Set problem:
Repeat the material below line for line, keeping every character the same.

-----

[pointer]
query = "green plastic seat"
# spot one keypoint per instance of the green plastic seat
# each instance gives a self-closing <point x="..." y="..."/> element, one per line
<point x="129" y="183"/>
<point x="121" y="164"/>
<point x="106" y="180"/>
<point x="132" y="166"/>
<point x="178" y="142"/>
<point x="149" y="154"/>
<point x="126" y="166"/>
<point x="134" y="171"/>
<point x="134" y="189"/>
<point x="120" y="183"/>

-----

Solution below:
[pointer]
query = "green plastic seat"
# spot one keypoint per instance of the green plastic seat
# each instance gives a self-closing <point x="..." y="..."/> element, one per line
<point x="129" y="183"/>
<point x="121" y="164"/>
<point x="106" y="180"/>
<point x="132" y="166"/>
<point x="178" y="142"/>
<point x="149" y="154"/>
<point x="126" y="166"/>
<point x="134" y="171"/>
<point x="134" y="189"/>
<point x="120" y="183"/>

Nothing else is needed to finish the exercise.